*Supplied passage:*

Natural resources seem to breed natural corruption in countries that face financial crisis and the Chinese have a reputation, as recorded in several economic media, for presenting themselves as fairy godmothers with cash and opportunity, and lots of gifts for corrupt government officials.

We’re not saying that the Jagdeo regime was corrupt, ahem, but we remain curious about the wealth and real property many of their officials and extended associates acquired during the proximate period Bai Shan Lin, Vaitarna, and the list of other investors who acquired so much of what belongs to the citizens of Guyana.

The bottom line is that every one of these foreign companies has failed to execute according to the tenets of their contracts. Based on that breach alone, Guyana has the right to void every contract engaged in with these charlatans and ask them to leave our soil.

And we should.

If we’re honest and not only after the money – which came with extensive kick backs but that’s for another Op Ed –  we’ll be honest and look at both India and China through the double lens of their paradoxical conditions – as both super economies yet emerging countries; filled with challenges and contradictions.

China is known for its smoke and mirrors and has little international credibility even if its propaganda programs like stadium building, scholarships and credit lines give the appearance of financial well-being. Corruption is epidemic, unemployment is astronomic and the reverence to the politics and ideology is still the culture. India, though a manufacturing giant like China, is still treading the water out of anemic economic growth and fears of inflation; even if President Obama is hopeful enough to have visited them twice, since taking office.

Frankly speaking,  the only thing cloudier than China’s desire to aid Guyana is its polluted skies…and that’s a photo finish. India, though less flamboyant ,is equally as crafty. There is a calculated type of hype with which these countries approach poor countries like Guyana, big boosterism, appealing to the base needs of the decision makers, knowing that the kick back is the ultimate deal- sweetener.

But we expect our leaders to question backroom type deals and have enough patriotism to protect our natural resources from these modern-day pirates. We expect them to be wary of lines of credit that offer more opportunity to spend than probability to repay. We expect them to reject terms that say the lines of credit must be spent at companies selected by the creditor and expect them to work out, to the closest penny, basic things like project cost, loan terms and repayment conditions.

*Work instruction:*
Answer these about the op-ed on Guyana and its foreign investors:
1. Which two companies does it name among the investors?
2. How many times has President Obama visited India since taking office?
3. What does it say is the only thing cloudier than China's desire to aid Guyana?

*Data excerpt:*
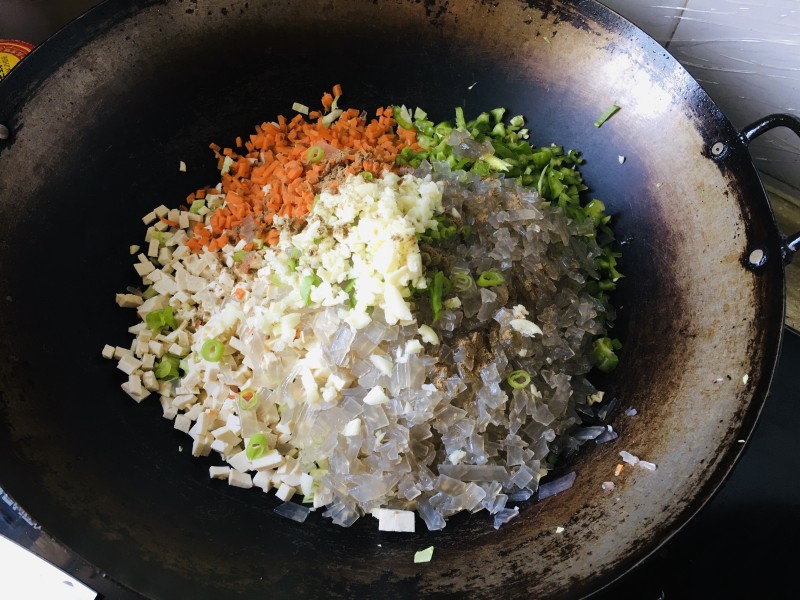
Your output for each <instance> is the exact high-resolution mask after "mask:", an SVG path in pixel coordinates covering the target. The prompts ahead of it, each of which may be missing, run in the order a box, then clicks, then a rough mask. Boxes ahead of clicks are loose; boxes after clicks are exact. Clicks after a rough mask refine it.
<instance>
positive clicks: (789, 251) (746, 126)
mask: <svg viewBox="0 0 800 600" xmlns="http://www.w3.org/2000/svg"><path fill="white" fill-rule="evenodd" d="M776 127H786V128H788V129H791V130H792V131H794V132H795V134H797V136H798V137H800V119H798V118H797V117H795V116H793V115H787V114H782V113H776V114H772V115H767V116H766V117H762V118H761V119H759V120H758V121H754V122H753V123H751V124H750V125H747V126H746V127H743V128H742V130H741V131H740V132H739V139H741V140H742V141H743V142H744V143H745V144H746V145H748V146H749V145H750V142H752V141H753V140H754V139H756V138H757V137H758V136H760V135H761V134H763V133H766V132H767V131H769V130H770V129H775V128H776ZM782 241H783V262H784V263H785V264H789V263H790V262H791V261H792V257H793V256H794V254H795V253H796V252H797V250H798V249H800V232H798V233H795V234H794V235H792V236H789V237H786V236H783V239H782Z"/></svg>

*Solution:*
1. Bai Shan Lin and Vaitarna
2. Twice
3. China's polluted skies